ITEMS »

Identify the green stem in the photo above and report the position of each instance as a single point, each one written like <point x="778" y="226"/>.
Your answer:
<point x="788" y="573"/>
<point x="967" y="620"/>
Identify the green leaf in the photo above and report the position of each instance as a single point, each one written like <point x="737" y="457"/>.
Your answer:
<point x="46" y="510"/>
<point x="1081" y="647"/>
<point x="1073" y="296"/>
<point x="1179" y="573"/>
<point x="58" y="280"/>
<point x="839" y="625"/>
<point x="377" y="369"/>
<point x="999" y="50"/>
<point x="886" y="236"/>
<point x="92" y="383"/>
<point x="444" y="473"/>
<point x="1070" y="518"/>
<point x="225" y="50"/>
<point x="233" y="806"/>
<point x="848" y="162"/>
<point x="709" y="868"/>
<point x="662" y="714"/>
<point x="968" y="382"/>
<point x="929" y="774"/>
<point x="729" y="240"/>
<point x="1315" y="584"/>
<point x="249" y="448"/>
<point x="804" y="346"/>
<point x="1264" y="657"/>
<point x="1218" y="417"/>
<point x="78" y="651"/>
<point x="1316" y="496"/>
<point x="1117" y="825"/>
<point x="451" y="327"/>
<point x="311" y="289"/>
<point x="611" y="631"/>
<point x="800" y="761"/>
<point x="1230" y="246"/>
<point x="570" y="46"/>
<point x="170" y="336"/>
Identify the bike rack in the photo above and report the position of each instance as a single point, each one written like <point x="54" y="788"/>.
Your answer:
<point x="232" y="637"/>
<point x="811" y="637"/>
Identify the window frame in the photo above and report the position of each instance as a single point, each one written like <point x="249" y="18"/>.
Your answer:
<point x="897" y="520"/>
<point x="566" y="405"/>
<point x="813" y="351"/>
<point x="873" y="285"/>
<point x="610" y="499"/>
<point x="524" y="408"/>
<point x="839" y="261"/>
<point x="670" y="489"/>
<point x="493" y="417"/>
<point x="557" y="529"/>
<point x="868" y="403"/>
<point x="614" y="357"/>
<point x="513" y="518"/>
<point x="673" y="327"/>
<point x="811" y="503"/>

WHAT YOU SHOULD DO »
Keep only the lines from the one containing "Identify the green leaf" to the end of the entries, and repeat them exactly.

COMPLETED TASK »
Identify the green leaf in the photo above and report the position of each instance as a single point, each one written like <point x="737" y="457"/>.
Your answer:
<point x="46" y="510"/>
<point x="1081" y="647"/>
<point x="1073" y="296"/>
<point x="1179" y="573"/>
<point x="58" y="280"/>
<point x="839" y="625"/>
<point x="377" y="369"/>
<point x="999" y="50"/>
<point x="886" y="236"/>
<point x="92" y="383"/>
<point x="444" y="473"/>
<point x="1070" y="518"/>
<point x="225" y="50"/>
<point x="233" y="806"/>
<point x="848" y="162"/>
<point x="709" y="868"/>
<point x="662" y="714"/>
<point x="968" y="382"/>
<point x="929" y="774"/>
<point x="729" y="240"/>
<point x="1315" y="584"/>
<point x="249" y="448"/>
<point x="804" y="346"/>
<point x="1264" y="657"/>
<point x="1218" y="417"/>
<point x="78" y="651"/>
<point x="1316" y="496"/>
<point x="1117" y="825"/>
<point x="451" y="327"/>
<point x="311" y="289"/>
<point x="611" y="631"/>
<point x="800" y="761"/>
<point x="1230" y="246"/>
<point x="570" y="46"/>
<point x="170" y="336"/>
Identify the bike rack in the photo above and report the position of each instance as a single point, each one written like <point x="54" y="788"/>.
Your answer:
<point x="232" y="637"/>
<point x="811" y="637"/>
Identify the window frame in the photo above and report the position of each instance as a single point, each one written like <point x="249" y="18"/>.
Your answer:
<point x="897" y="520"/>
<point x="566" y="405"/>
<point x="813" y="351"/>
<point x="873" y="285"/>
<point x="610" y="499"/>
<point x="524" y="408"/>
<point x="839" y="261"/>
<point x="670" y="489"/>
<point x="493" y="417"/>
<point x="557" y="529"/>
<point x="868" y="403"/>
<point x="614" y="357"/>
<point x="513" y="518"/>
<point x="673" y="327"/>
<point x="811" y="503"/>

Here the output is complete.